Exercise input:
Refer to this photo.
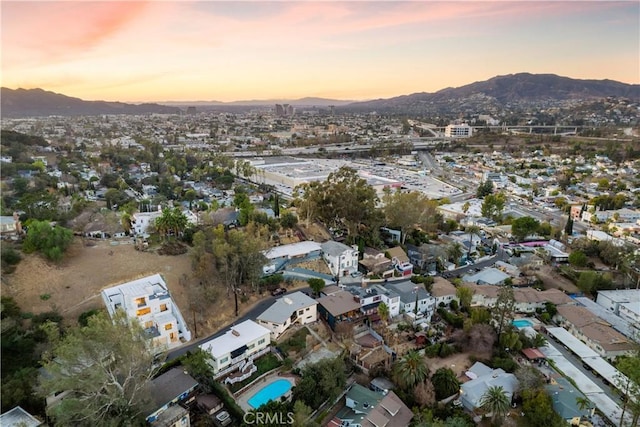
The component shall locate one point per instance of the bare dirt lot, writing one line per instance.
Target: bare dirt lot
(553, 280)
(74, 286)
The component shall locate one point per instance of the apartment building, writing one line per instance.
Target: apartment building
(148, 300)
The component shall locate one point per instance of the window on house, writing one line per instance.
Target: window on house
(143, 311)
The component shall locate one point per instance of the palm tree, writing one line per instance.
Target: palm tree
(411, 370)
(583, 403)
(454, 252)
(383, 311)
(473, 230)
(445, 382)
(495, 402)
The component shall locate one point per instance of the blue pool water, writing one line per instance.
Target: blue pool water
(272, 391)
(522, 323)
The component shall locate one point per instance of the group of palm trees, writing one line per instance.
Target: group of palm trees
(171, 222)
(412, 370)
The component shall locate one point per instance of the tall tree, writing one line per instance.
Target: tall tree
(407, 211)
(106, 367)
(523, 227)
(495, 402)
(484, 189)
(343, 200)
(493, 206)
(52, 242)
(411, 370)
(503, 310)
(445, 382)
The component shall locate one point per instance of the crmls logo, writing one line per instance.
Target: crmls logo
(263, 418)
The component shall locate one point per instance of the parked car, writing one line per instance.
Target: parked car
(279, 291)
(223, 418)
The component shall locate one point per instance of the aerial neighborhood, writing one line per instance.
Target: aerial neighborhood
(302, 265)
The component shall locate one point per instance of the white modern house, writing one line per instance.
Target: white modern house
(141, 221)
(148, 300)
(237, 348)
(341, 259)
(412, 294)
(286, 311)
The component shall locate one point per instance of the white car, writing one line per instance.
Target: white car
(223, 418)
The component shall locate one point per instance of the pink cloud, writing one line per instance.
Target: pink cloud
(49, 31)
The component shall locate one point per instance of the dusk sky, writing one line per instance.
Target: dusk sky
(216, 50)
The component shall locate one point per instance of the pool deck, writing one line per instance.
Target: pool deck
(243, 399)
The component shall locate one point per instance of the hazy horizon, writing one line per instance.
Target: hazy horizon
(219, 51)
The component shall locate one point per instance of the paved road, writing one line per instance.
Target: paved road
(460, 271)
(578, 364)
(252, 314)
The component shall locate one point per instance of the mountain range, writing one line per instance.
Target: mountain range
(496, 93)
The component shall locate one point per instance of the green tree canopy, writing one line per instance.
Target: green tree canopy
(407, 211)
(411, 370)
(445, 382)
(523, 227)
(105, 367)
(51, 242)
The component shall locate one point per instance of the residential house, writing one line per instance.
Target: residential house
(412, 294)
(340, 307)
(482, 378)
(593, 331)
(443, 291)
(278, 256)
(425, 257)
(18, 417)
(341, 259)
(171, 392)
(371, 296)
(209, 403)
(564, 396)
(236, 349)
(367, 408)
(148, 300)
(488, 276)
(374, 261)
(400, 261)
(623, 302)
(286, 311)
(142, 222)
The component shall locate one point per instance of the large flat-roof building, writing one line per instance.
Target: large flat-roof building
(148, 300)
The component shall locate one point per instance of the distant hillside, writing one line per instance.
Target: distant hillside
(38, 102)
(497, 92)
(306, 102)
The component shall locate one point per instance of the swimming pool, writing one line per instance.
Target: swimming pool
(522, 323)
(273, 391)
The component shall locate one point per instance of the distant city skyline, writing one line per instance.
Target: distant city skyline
(356, 50)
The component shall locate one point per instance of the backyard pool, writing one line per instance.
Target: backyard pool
(522, 323)
(269, 392)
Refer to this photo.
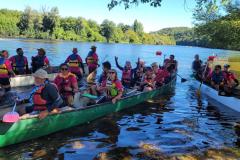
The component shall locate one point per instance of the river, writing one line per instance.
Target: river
(175, 125)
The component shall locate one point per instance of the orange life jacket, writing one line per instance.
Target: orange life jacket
(126, 76)
(73, 61)
(66, 82)
(91, 59)
(39, 103)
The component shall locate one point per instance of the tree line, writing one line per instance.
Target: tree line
(47, 24)
(217, 23)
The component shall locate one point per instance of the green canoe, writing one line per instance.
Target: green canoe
(31, 128)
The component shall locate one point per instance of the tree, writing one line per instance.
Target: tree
(138, 27)
(26, 20)
(107, 29)
(50, 19)
(124, 27)
(129, 3)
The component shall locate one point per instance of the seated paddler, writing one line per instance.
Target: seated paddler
(114, 88)
(44, 97)
(67, 84)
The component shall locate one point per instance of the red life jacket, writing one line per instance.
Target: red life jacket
(126, 76)
(39, 103)
(66, 82)
(149, 79)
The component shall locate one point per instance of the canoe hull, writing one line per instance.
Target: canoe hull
(33, 128)
(231, 103)
(28, 80)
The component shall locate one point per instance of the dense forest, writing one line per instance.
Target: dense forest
(182, 35)
(49, 25)
(218, 23)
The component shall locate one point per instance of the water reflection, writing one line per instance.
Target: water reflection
(177, 126)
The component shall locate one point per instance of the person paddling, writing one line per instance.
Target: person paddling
(217, 79)
(75, 64)
(196, 66)
(171, 64)
(44, 97)
(161, 75)
(114, 88)
(127, 73)
(230, 80)
(40, 60)
(92, 59)
(5, 71)
(19, 63)
(148, 82)
(138, 73)
(67, 84)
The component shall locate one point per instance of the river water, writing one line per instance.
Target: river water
(173, 126)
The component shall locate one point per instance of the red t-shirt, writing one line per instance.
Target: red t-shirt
(69, 81)
(9, 68)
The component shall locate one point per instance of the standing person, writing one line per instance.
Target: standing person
(127, 73)
(67, 84)
(148, 81)
(75, 64)
(230, 80)
(160, 75)
(103, 77)
(197, 64)
(92, 59)
(45, 97)
(19, 63)
(217, 79)
(5, 71)
(138, 73)
(114, 89)
(171, 64)
(40, 60)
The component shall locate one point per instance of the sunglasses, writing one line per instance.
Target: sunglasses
(64, 69)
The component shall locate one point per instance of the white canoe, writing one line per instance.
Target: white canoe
(28, 80)
(222, 102)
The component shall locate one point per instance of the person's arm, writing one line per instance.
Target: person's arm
(27, 68)
(81, 64)
(53, 96)
(120, 92)
(117, 64)
(75, 84)
(9, 68)
(46, 62)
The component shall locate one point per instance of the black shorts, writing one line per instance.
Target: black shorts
(29, 109)
(5, 81)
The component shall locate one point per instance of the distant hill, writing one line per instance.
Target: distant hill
(182, 35)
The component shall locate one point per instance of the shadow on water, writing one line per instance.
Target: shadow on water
(175, 126)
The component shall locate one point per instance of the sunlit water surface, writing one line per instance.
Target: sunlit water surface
(171, 126)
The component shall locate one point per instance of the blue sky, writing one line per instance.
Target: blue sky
(172, 13)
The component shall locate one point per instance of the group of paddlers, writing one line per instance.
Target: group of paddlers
(220, 79)
(47, 96)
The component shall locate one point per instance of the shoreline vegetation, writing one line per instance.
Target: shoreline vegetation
(211, 28)
(47, 24)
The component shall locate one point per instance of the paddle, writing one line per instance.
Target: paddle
(11, 117)
(182, 79)
(203, 76)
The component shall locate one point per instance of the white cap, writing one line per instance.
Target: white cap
(41, 74)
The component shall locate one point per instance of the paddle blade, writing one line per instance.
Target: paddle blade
(198, 93)
(183, 80)
(11, 117)
(158, 53)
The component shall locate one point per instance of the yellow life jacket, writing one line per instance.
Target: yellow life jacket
(91, 60)
(3, 69)
(73, 63)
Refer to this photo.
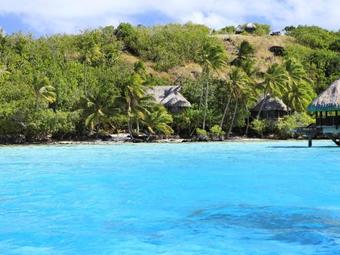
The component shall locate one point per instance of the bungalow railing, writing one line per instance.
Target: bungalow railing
(328, 121)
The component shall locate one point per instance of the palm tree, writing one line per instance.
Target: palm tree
(135, 97)
(96, 113)
(239, 89)
(212, 57)
(158, 121)
(238, 80)
(43, 90)
(300, 92)
(274, 82)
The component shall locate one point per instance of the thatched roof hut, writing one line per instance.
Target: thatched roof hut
(170, 97)
(272, 108)
(328, 101)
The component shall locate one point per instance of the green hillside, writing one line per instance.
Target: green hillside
(95, 83)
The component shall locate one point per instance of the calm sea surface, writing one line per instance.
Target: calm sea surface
(216, 198)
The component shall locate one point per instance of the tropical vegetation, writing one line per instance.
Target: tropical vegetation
(96, 83)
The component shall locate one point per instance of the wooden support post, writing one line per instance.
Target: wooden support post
(310, 141)
(336, 120)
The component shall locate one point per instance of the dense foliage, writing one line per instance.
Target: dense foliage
(78, 86)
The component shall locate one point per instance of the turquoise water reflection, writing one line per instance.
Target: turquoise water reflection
(218, 198)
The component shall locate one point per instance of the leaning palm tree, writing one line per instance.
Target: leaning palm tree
(275, 82)
(300, 93)
(135, 97)
(212, 57)
(240, 90)
(43, 91)
(158, 121)
(96, 113)
(238, 80)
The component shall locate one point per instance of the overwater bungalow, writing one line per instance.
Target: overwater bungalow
(326, 108)
(170, 97)
(273, 108)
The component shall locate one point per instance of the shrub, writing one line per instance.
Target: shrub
(287, 125)
(201, 132)
(216, 130)
(259, 126)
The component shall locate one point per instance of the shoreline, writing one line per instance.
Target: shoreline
(160, 141)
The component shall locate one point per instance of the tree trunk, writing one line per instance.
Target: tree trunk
(137, 125)
(225, 112)
(232, 120)
(85, 82)
(130, 127)
(261, 107)
(205, 105)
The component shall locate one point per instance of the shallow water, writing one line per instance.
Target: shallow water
(218, 198)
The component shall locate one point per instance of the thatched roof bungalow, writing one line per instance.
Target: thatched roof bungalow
(327, 101)
(326, 108)
(271, 108)
(170, 97)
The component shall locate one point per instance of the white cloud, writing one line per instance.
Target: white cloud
(48, 16)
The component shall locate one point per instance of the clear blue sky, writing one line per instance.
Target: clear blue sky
(70, 16)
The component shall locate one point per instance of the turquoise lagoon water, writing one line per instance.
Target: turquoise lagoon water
(218, 198)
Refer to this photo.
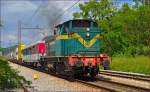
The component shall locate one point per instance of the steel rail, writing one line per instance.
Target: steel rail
(126, 75)
(96, 85)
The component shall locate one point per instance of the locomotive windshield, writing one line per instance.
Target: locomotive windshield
(81, 23)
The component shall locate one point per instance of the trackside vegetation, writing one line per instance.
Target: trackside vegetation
(9, 78)
(138, 64)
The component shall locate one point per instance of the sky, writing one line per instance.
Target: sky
(33, 14)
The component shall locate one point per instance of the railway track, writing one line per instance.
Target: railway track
(108, 85)
(134, 76)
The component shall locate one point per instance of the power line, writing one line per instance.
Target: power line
(36, 11)
(60, 15)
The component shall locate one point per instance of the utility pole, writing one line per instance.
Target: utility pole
(20, 28)
(1, 25)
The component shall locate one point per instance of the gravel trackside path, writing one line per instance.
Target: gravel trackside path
(48, 83)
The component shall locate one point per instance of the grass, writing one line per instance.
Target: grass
(138, 64)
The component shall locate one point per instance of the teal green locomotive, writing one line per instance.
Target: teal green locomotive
(74, 49)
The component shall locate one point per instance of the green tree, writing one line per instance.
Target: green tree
(9, 78)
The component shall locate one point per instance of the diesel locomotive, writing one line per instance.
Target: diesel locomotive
(73, 50)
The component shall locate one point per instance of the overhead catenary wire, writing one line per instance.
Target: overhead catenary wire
(60, 15)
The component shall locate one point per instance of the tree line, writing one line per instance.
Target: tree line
(125, 29)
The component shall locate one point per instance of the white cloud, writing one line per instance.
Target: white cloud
(18, 6)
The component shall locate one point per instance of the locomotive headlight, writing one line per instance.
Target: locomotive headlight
(88, 35)
(87, 29)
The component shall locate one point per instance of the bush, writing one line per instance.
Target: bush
(9, 78)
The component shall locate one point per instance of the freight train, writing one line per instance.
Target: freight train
(73, 50)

Task description:
Only the lines from the first line of the listing above through the line with "modern house, writing one line per instance." should be set down, exactly and without pictures.

Response:
Refer to this photo.
The component shall locate one point per instance of the bare dirt lot, writing one line per instance.
Target: bare dirt lot
(553, 280)
(74, 286)
The component shall locate one point per instance of the apartment building, writing one line per instance.
Target: apartment building
(148, 300)
The component shall locate one point per instance of the window on house, writing one line per instance.
Target: window on house
(143, 311)
The component shall locate one point per instance of the palm tree, writing one line per instance.
Target: palm tree
(411, 370)
(583, 403)
(454, 252)
(383, 311)
(473, 230)
(445, 382)
(495, 402)
The component shall locate one point per instance of the blue pool water, writing one line per instance.
Target: blue pool water
(272, 391)
(522, 323)
The component shall locate one point per instance of the group of palm trees, writing one line per instance.
Target: group of palm trees
(171, 222)
(412, 370)
The component shall locate one point per instance of the tall tree, writing one line per instance.
Target: tall tree
(407, 211)
(106, 367)
(523, 227)
(495, 402)
(484, 189)
(343, 200)
(493, 206)
(52, 242)
(411, 370)
(503, 310)
(445, 382)
The component shall locate one point per instance of the crmls logo, writing one line per instance.
Target: crmls logo
(263, 418)
The component shall locate one point per instance of the parked car, writing one line per instance.
Target: parked car
(279, 291)
(223, 418)
The component shall locate one point per instance of the aerial neighborhood, writing one line per instance.
Target: aerial neighborhood
(302, 265)
The component shall locate one point per instance of the white modern house, writing one line per instance.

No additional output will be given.